BEGIN INPUT MATERIAL
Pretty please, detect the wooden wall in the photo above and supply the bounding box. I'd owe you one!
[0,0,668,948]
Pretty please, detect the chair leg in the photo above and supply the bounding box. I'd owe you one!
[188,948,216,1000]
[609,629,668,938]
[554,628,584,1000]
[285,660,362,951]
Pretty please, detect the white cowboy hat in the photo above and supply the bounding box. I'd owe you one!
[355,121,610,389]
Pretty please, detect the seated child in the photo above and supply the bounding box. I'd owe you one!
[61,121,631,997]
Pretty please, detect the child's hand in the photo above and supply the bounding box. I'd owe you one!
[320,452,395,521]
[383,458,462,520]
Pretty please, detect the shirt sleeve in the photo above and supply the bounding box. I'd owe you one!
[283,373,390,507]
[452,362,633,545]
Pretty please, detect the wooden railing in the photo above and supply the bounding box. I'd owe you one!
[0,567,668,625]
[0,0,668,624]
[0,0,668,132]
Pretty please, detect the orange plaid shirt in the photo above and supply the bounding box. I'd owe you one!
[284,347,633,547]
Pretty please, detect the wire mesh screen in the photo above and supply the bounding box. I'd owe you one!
END INPUT MATERIAL
Write out all of the material above again, swapping every "supply" for "return" and leaving everything else unchanged.

WRITTEN RESPONSE:
Pretty please, detect the wooden wall in the photo above and return the bounding box. I'd owe you one!
[0,0,668,948]
Pretty please, detect the chair leg in the photo above and return the bounding box. I'd owe you one!
[188,948,216,1000]
[609,629,668,938]
[554,628,584,1000]
[285,660,362,951]
Pretty please, detect the white cowboy hat in the photo above and return the bounding box. I'd owe you one!
[355,121,610,389]
Pretty please, detect the seated child in the photo above and return the bounding box. I'd owe you one!
[61,121,631,997]
Pretty please, detect the child's hand in the photo above and return the bounding box. I'd owe you one!
[320,452,395,521]
[383,458,462,520]
Pretty please, detect the shirt sleeve in the photo above and return the bounding box. I'd owe you one!
[283,373,390,507]
[452,362,633,545]
Pretty please, detect the wooden railing in the photo above and return the bounding box. I'd owe you one!
[0,567,668,625]
[0,0,668,624]
[0,0,668,132]
Pretty please, detect the orange plaid shirt in the photo above and return the bounding box. I'd owe you one!
[284,347,633,547]
Pretty please, detect the wire mesh screen in the photo above and return the bounding box. I'd owe you one!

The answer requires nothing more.